***** EXERCISE INPUT
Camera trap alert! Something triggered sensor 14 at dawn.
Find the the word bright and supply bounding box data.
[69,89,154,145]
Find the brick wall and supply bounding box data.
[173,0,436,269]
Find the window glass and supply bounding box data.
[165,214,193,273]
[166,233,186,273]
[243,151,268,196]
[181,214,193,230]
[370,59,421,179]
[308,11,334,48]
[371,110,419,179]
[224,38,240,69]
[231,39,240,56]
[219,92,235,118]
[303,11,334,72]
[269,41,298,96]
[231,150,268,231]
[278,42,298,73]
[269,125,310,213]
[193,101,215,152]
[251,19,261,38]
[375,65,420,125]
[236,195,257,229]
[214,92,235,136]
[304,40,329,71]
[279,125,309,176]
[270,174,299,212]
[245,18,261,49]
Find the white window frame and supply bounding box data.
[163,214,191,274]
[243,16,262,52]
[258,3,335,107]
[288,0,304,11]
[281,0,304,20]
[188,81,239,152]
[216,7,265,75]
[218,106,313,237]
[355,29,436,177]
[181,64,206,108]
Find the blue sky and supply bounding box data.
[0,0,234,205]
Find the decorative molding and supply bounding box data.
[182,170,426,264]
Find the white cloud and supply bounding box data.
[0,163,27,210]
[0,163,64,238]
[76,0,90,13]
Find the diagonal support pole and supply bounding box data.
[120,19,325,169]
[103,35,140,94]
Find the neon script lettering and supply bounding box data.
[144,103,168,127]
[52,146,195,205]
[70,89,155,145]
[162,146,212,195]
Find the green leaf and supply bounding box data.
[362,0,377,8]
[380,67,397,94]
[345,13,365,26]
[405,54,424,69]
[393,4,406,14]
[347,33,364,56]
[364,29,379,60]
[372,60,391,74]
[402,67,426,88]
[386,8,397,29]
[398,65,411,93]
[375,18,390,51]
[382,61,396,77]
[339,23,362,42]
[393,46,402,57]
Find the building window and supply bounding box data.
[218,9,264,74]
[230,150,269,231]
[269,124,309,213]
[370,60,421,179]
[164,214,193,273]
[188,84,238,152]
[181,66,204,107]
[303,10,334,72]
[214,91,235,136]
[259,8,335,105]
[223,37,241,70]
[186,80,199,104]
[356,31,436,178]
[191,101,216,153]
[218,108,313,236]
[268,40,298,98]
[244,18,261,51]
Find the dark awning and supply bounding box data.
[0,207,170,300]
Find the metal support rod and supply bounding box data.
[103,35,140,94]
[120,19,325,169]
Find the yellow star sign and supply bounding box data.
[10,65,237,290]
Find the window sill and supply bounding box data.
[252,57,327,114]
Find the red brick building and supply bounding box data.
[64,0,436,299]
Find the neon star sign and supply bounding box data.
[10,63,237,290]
**********
● **TO DO**
Give the complete listing a second time, exactly as it reads.

● **COMPLETED EXERCISE**
Camera trap alert! Something triggered sensor 14 at dawn.
Find the the word bright and supply bounding box data.
[69,89,154,145]
Find the brick wall and supply bounding box data.
[173,0,436,269]
Find the window glass and supply bounding box data.
[165,214,193,273]
[166,233,186,273]
[243,151,268,196]
[181,214,193,230]
[370,59,421,179]
[308,11,334,48]
[371,110,419,179]
[224,38,240,69]
[231,39,240,56]
[219,92,235,118]
[303,11,334,72]
[269,41,298,96]
[231,150,268,231]
[278,42,298,73]
[269,125,310,213]
[193,101,215,152]
[251,19,261,38]
[375,65,420,125]
[236,195,257,229]
[214,92,235,136]
[304,40,329,71]
[279,125,309,176]
[270,174,299,212]
[245,18,261,49]
Find the white window frame and supply bounding box data.
[163,214,191,274]
[243,16,262,52]
[258,3,335,107]
[288,0,304,11]
[281,0,304,20]
[188,81,239,152]
[216,7,265,75]
[218,106,313,237]
[355,29,436,177]
[181,64,206,108]
Find the blue sky and supply bounding box data.
[0,0,234,205]
Find the decorative molding and supply bounding box data.
[182,170,426,264]
Find the white cloud and supply bounding box data.
[0,163,27,210]
[0,163,64,238]
[76,0,90,13]
Find the diagonal support pole and supply bounding box data.
[120,19,325,169]
[103,35,140,94]
Find the neon script lettering and supply bounding box data.
[144,103,168,127]
[52,146,195,205]
[70,89,155,145]
[162,146,212,195]
Find the green leaf and supply bounding box data.
[362,0,377,8]
[380,67,397,94]
[345,13,365,26]
[405,54,424,69]
[393,4,406,14]
[347,33,364,56]
[364,29,379,60]
[372,60,391,74]
[402,67,426,88]
[386,8,397,29]
[398,65,411,93]
[375,18,390,51]
[382,61,396,77]
[339,23,362,42]
[393,46,402,57]
Find the building window and supply bounding box data.
[218,9,264,74]
[230,150,269,231]
[269,124,309,213]
[370,60,421,179]
[164,214,193,273]
[188,84,238,152]
[181,66,204,107]
[303,10,334,72]
[214,91,235,136]
[259,8,335,105]
[223,37,241,70]
[186,80,199,104]
[356,31,436,178]
[191,101,216,153]
[218,108,313,236]
[268,40,298,98]
[244,18,261,51]
Find the dark awning and supply bounding box data.
[0,207,170,300]
Find the metal support rod and supply bounding box data.
[103,35,140,94]
[120,19,325,169]
Find the yellow star sign and supply bounding box data.
[10,65,237,290]
Find the window sill and supply bounding box data.
[252,57,327,114]
Find the red brick building and supply bounding box data.
[64,0,436,299]
Find the neon star sign and supply bounding box data.
[10,63,237,290]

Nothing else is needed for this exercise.